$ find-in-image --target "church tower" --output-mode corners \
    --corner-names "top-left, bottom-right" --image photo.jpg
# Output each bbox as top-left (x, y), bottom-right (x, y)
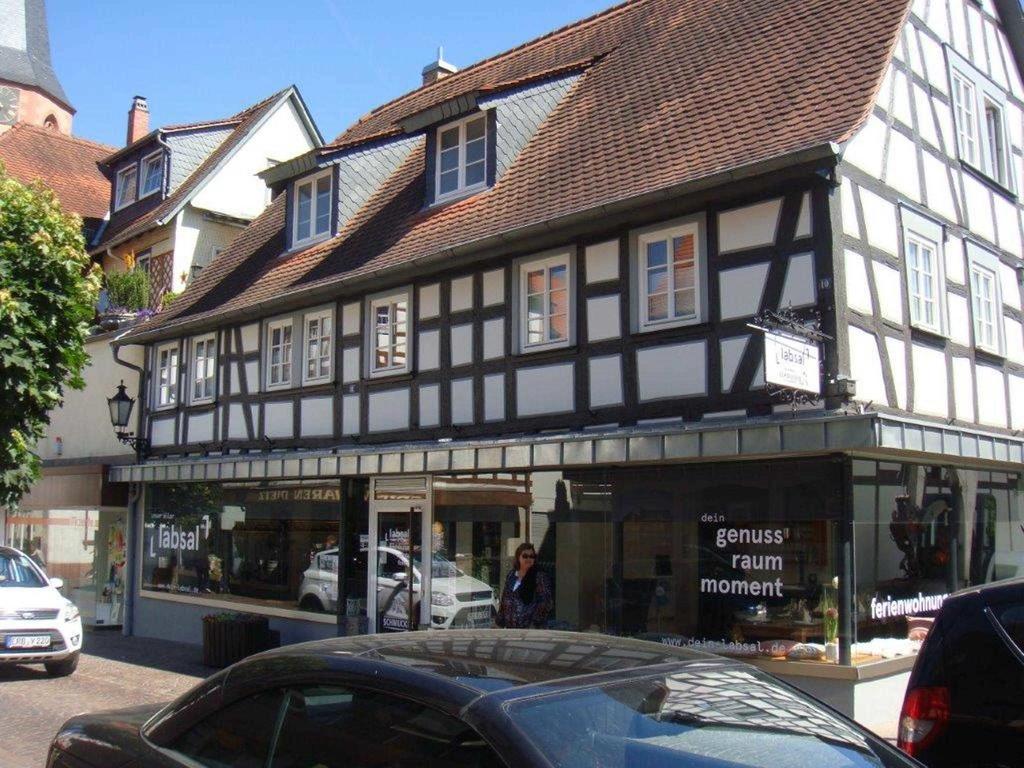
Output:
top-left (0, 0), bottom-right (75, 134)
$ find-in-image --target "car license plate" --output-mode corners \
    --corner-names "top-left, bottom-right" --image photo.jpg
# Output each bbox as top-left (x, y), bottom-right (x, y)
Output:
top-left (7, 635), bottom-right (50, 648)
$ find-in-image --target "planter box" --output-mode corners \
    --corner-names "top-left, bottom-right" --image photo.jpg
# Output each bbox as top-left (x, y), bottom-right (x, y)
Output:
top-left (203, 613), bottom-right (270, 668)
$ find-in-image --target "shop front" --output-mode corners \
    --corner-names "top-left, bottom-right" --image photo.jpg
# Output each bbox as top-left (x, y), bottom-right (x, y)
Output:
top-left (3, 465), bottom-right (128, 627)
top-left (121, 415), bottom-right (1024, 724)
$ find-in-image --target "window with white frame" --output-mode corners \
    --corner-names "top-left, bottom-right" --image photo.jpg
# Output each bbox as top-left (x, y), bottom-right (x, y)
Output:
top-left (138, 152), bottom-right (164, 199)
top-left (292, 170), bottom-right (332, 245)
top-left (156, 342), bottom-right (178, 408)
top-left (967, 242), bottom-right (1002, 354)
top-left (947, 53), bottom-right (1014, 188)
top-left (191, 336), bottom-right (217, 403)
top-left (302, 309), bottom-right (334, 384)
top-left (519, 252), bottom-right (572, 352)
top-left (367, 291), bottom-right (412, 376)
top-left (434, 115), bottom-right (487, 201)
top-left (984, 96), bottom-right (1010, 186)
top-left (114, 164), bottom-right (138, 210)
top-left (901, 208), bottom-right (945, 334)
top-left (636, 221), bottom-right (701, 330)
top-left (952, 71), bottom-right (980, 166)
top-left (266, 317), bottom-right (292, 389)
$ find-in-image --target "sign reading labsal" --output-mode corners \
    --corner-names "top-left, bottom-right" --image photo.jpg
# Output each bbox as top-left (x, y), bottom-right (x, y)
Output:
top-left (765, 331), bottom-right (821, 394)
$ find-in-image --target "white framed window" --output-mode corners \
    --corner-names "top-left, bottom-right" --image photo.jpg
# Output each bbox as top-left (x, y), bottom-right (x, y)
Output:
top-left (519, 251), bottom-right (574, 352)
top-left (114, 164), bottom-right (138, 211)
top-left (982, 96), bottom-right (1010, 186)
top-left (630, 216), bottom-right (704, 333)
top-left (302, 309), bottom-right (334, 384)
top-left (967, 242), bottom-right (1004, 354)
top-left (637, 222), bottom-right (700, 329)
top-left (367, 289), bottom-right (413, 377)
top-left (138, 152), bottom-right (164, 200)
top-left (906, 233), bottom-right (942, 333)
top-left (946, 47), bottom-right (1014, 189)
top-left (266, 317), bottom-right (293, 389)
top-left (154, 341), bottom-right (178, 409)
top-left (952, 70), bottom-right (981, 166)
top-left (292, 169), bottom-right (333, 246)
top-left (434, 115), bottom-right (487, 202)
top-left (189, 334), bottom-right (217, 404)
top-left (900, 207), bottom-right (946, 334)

▶ The task: Pick out every line in the items above that contains the word "white".

▶ Result of the task:
$ find-in-image --target "window with white frame" --output-mode corners \
$ find-in-image --target "white framed window" --output-mode corners \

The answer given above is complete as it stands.